BEGIN RECORDS FOR PROCESSING
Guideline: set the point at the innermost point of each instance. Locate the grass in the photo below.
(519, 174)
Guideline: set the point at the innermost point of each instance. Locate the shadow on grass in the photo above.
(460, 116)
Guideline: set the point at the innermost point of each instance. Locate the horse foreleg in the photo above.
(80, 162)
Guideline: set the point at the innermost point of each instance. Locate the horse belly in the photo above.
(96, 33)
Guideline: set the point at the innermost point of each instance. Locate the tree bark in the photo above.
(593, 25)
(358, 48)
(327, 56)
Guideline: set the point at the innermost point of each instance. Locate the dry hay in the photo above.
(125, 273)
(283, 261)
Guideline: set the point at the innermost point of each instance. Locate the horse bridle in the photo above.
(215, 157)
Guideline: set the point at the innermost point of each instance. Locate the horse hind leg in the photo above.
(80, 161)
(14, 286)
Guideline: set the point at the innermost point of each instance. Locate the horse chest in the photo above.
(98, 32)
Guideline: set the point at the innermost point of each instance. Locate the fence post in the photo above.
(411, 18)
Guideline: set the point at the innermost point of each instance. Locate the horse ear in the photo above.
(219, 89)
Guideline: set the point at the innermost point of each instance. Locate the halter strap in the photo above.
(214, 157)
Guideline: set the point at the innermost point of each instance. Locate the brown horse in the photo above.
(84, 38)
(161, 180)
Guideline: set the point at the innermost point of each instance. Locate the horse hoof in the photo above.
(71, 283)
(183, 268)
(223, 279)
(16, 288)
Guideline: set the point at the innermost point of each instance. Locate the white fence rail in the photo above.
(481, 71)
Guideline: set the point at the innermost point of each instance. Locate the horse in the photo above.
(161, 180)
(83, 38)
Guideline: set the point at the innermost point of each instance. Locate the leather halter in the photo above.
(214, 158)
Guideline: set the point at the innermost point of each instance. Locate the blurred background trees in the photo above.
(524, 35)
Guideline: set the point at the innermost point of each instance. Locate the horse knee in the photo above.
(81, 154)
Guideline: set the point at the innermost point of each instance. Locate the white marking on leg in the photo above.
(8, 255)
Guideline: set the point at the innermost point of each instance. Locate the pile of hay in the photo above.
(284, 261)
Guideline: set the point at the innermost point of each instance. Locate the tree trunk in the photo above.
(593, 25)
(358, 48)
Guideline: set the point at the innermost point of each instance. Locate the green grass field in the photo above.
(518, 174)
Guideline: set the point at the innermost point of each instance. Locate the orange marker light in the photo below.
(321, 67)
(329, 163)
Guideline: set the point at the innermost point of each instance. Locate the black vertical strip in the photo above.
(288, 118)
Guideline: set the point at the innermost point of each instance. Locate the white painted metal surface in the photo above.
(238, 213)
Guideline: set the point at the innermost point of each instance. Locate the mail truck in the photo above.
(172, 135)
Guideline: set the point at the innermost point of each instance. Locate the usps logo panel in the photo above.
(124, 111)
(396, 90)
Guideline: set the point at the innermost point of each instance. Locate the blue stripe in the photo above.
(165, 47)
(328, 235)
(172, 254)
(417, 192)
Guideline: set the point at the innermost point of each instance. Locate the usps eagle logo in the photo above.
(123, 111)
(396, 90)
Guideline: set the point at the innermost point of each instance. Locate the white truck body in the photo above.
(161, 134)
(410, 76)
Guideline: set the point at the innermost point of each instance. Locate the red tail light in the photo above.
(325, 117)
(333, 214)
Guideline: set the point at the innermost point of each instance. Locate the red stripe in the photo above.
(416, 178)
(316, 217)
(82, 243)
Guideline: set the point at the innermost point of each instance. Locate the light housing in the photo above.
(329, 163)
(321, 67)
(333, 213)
END RECORDS FOR PROCESSING
▶ **WORK REQUEST**: Type out the records again exactly, line for line.

▶ **RESULT BELOW**:
Guideline: set the point at the innermost point of each instance. Locate the grass in the photo below.
(519, 174)
Guideline: set the point at the innermost point of each instance. Locate the shadow on grass in the photo above.
(460, 116)
Guideline: set the point at the innermost point of each instance. Locate the horse foreleg in the photo above.
(80, 162)
Guideline: set the point at the innermost point of each instance. Locate the horse belly in the photo above.
(96, 33)
Guideline: set the point at the innermost point of each instance. Locate the tree bark in the photo above.
(593, 25)
(358, 48)
(327, 56)
Guideline: set the point at the innermost point of each instance. Locate the dry hay in the photo above.
(125, 273)
(283, 261)
Guideline: set the point at the innermost point of each instance. Locate the horse bridle in the photo above.
(215, 157)
Guideline: set the point at the innermost point of each instance. Locate the horse hind leg in the photo above.
(80, 161)
(14, 286)
Guideline: set the point at the innermost point of each instance. Locate the horse chest in the photo above.
(98, 32)
Guideline: set the point at the innermost point of each instance. Locate the fence post in the photo above.
(411, 18)
Guideline: set the point at the innermost point of each instance. Locate the horse ear in the photo above.
(219, 89)
Guideline: set the point at the innermost point of each instance. Locate the halter strap in the photo above.
(214, 157)
Guideline: set the point at the innermost point of each instance. Locate the brown horse in the photo above.
(84, 38)
(161, 180)
Guideline: set the point at the innermost point of each instance. Locate the horse hoof in the photo above.
(71, 283)
(183, 268)
(223, 279)
(16, 288)
Guideline: set the point at the innermost point of each instance. Locate the white fence rail in the photo above.
(481, 71)
Guideline: set the point at the innermost point of each instance. Locate the horse in the photo above.
(161, 180)
(83, 38)
Guideline: set the point at the innermost point of each instance. Locate the leather halter in the photo above.
(214, 158)
Guideline: set the point at the innermost point of each instance. Locate the blurred background trees in the photo above.
(524, 35)
Guideline: set the point at the innermost point of each instance. Locate the horse knee in the photo above.
(81, 154)
Guideline: set the point at the innermost point of each instance. Locate the white marking on leg in the photo above.
(8, 255)
Guideline: set the point at the innermost point of each instance. Locate the pile of hay in the photo above.
(284, 261)
Guideline: set the point at the innermost point of each instance. Locate the tree trunk in the photo above.
(593, 25)
(358, 48)
Guideline: set the point at the innermost point of each instance. Locate the green grass field in the photo above.
(518, 174)
Guideline: set the point at the innermost point of each instance. Locate the orange marker light in the photo below.
(321, 67)
(329, 163)
Guideline: set the point at the innermost point of each instance. Locate the black vertical strip in the photo above.
(288, 118)
Guideline: set the point at the innermost point of each instance. Locate the white painted metal surface in the photo above.
(238, 213)
Guideline: set the point at the innermost point of each instance. Locate the mail truck in the photo above.
(172, 135)
Guideline: set the point at the innermost point of each instance. Locate the usps logo panel in the photo above.
(124, 111)
(396, 90)
Guideline: set the point at the innermost point of each instance. Locate the blue stripe in the photo above.
(165, 47)
(328, 235)
(172, 254)
(417, 192)
Guideline: set the point at the innermost point of each instance. Locate the usps eagle logo in the photo above.
(123, 111)
(396, 90)
Guideline: set the point at the innermost point of each instance. Locate the white truck body in the photo above.
(161, 134)
(410, 76)
Guideline: set the point at the innermost point of each instance. Locate the red tail light in the photo above.
(325, 117)
(333, 214)
Guideline: set the point at the innermost point of each instance. Locate the red stripe in the photo above.
(416, 178)
(316, 217)
(82, 243)
Guideline: set the point at the innermost point of each instance. Locate the light housing in the photo above.
(329, 163)
(321, 67)
(333, 213)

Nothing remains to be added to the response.